>>>>>

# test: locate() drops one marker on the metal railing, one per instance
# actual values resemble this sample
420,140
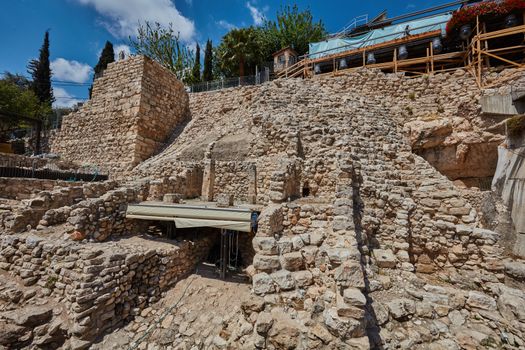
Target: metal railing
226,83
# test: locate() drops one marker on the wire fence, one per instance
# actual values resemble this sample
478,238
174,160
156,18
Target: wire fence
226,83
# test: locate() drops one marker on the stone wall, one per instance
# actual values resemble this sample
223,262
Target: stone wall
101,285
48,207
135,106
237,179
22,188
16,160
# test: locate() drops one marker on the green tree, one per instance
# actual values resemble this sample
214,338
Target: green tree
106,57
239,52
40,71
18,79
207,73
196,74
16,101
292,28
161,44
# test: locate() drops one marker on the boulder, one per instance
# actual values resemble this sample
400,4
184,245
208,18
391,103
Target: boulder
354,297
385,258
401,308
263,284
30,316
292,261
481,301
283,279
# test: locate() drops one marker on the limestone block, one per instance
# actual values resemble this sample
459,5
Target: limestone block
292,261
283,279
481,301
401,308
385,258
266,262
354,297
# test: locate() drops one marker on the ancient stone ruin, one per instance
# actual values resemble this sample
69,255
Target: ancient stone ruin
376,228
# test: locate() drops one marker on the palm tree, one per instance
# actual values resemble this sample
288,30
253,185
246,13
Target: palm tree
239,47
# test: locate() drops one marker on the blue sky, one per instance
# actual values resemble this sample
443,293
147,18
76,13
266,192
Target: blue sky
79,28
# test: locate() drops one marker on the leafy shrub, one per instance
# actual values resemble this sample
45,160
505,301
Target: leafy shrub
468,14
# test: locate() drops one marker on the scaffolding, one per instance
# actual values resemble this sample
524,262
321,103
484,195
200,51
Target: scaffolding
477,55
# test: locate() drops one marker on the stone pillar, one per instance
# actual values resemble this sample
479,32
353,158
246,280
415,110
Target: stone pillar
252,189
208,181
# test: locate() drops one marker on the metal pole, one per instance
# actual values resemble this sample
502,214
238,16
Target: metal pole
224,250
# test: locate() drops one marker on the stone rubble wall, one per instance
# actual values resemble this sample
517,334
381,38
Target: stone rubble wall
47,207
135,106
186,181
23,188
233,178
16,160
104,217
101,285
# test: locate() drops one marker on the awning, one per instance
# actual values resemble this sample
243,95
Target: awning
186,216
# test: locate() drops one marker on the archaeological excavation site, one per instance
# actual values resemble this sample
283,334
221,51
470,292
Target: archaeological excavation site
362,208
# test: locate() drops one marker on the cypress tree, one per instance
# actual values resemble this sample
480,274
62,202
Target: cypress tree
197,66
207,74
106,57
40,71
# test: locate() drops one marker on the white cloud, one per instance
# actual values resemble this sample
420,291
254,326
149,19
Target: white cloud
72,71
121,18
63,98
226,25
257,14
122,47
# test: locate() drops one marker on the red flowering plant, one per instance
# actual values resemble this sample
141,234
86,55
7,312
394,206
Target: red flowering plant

<<<<<
>>>>>

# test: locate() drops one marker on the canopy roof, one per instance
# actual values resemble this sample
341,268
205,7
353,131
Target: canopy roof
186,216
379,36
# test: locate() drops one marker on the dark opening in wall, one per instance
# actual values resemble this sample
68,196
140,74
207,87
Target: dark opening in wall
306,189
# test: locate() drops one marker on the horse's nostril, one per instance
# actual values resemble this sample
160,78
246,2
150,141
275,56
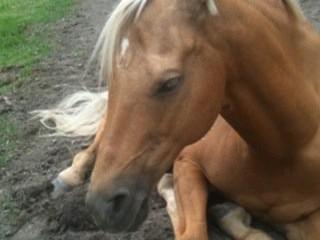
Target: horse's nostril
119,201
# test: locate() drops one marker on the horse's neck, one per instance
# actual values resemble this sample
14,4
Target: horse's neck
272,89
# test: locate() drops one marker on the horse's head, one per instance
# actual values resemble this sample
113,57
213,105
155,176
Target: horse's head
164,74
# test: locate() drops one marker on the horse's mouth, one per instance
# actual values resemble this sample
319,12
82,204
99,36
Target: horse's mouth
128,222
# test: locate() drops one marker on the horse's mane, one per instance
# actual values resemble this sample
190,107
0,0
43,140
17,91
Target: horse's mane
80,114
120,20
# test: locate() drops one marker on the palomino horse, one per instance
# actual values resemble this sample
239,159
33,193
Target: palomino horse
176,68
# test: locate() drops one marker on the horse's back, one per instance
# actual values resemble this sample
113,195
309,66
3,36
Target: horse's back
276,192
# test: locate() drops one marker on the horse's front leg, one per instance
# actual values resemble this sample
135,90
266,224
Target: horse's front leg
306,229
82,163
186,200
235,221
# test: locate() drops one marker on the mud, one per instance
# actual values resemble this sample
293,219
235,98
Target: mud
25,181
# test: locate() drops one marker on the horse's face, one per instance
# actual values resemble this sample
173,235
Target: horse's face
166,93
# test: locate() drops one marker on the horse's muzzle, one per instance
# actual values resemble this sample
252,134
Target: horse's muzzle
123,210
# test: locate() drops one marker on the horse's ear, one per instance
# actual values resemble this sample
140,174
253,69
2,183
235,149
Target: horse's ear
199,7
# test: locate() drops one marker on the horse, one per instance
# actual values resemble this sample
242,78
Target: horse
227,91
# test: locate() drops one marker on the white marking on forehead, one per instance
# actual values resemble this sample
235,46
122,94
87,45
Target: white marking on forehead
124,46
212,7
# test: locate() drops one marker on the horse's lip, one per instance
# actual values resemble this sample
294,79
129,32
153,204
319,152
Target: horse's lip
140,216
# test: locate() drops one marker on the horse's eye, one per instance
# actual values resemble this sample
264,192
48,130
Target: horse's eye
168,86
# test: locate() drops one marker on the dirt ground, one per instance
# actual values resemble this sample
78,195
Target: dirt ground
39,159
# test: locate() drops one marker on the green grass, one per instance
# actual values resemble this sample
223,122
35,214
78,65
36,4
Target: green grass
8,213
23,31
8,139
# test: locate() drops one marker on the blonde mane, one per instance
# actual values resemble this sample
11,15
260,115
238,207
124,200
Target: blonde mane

<<<<<

## EXERCISE DESCRIPTION:
Count the lines in the data above that contain the string "ruin", treating uppercase and lowercase as different. Reply with the number alone.

## ANSWER IN FULL:
2